* DOCUMENT PASSAGE:
# # # # #

Most high profile preachers are men. White, as an attractive and stylish woman with flawless delivery, stands out among Religious Right figures. Her political prominence has won her alliances and endorsements from other conservative preachers who otherwise oppose female preachers and charismatic Christianity. Pentecostal and charismatic Christianity, with its strong focus on direct interaction with the Holy Spirit, has historically been more embracing of women preachers than much of the rest of evangelicalism.
It’s become popular and easy to mock White for her esoteric spiritual pronouncements, whose theology is not easily comprehensible to Christians outside her charismatic community, much less to secularists. Traditional Christians are certainly right to critique her when she strays from orthodoxy. And her health and wealth focus invites criticism from non-Christians anxious for evidence of religious hypocrisy.
But White should be seen as part of a long tradition of American self-help enthusiasts who find success by extolling happiness and material blessing. She’s not altogether different from Oprah Winfrey, who’s made many more hundreds of millions of dollars with her self-empowering therapeutic spirituality. And then there are successful New Age self-help gurus like Deepak Chopra and Marianne Williams, among countless others.
America’s penchant for sunny self-help gurus dates back at least to Ralph Waldo Emerson, the New England transcendentalist who was endlessly optimistic about each individual’s ability to seize happiness through individual self-realization and initiative. He preached morality and goodness without an orthodox version of God, but many religionists were unconsciously inspired by his promise of empowerment and success. Emerson himself was a post-Protestant who preached personal redemption through introspection and diligent worldly accomplishment.

# # # # #

(Region pointing data)
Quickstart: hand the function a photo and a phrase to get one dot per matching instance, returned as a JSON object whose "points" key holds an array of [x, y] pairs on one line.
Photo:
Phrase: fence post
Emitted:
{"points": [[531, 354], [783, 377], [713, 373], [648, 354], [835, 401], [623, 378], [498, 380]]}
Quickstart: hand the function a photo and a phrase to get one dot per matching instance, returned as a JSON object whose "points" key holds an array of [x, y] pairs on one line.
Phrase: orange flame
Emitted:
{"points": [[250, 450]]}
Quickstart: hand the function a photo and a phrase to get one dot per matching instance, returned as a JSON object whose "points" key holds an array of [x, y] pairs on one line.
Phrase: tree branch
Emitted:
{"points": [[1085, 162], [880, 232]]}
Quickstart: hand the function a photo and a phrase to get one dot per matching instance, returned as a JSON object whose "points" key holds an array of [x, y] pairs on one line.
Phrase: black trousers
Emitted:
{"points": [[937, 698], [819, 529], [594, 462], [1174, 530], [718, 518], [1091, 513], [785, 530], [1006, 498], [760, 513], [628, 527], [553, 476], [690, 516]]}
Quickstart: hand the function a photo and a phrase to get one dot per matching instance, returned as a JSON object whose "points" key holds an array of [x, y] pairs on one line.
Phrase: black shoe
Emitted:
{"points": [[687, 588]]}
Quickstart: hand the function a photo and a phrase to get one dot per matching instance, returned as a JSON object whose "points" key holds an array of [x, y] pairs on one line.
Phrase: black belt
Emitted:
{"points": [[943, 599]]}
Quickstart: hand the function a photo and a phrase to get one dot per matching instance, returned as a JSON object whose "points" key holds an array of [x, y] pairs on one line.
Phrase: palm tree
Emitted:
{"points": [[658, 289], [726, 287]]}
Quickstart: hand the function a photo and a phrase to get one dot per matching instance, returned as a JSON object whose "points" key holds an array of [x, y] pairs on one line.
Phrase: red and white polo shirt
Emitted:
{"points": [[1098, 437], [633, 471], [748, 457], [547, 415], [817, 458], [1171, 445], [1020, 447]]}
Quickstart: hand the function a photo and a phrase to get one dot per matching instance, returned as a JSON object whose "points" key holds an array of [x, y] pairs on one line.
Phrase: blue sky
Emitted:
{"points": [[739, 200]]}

# # # # #

Continue the passage about White and America's self-help tradition, picking up right after its final sentence.

* ANSWER TO THIS TASK:
Some of Emerson’s evangelistic heirs rechristianized his message. Although not charismatic, Norman Vincent Peale was firmly in this tradition, proclaiming the Power of Positive Thinking. The late Robert Schuller of the soaring Crystal Cathedral was also in this tradition. More charismatic versions include Pat Robertson, an enormously successful entrepreneur who stressed the material prosperity gained by unlocking the secret of God’s blessing. Skankier versions of charismatic Prosperity Gospel include Jim Bakker, who’s PTL empire collapsed in the 1980s amid epic financial and sexual scandal. He now unashamedly hawks survivalist tools on tv and even a purported remedy for coronavirus. Perhaps even more outlandish is Ernest Angley, now age 98, the white-suited, black wigged faith healer who knocked supplicants to the stage floor as he administered their healing before jetting off to his next rally on his private plane. He’s now charged with sexually abusing a young male pastor, which should surprise no one.
Multi-million dollar evangelistic empires built on a personality often degenerate into egotism, scandal and heresy. But they raise money from willing supporters who find hope and empowerment in the offered messages of deliverance and prosperity. Some of these empires are evangelical Christian. Some are New Age or simply popular self-help spirituality, but equally evangelistic in their fervor.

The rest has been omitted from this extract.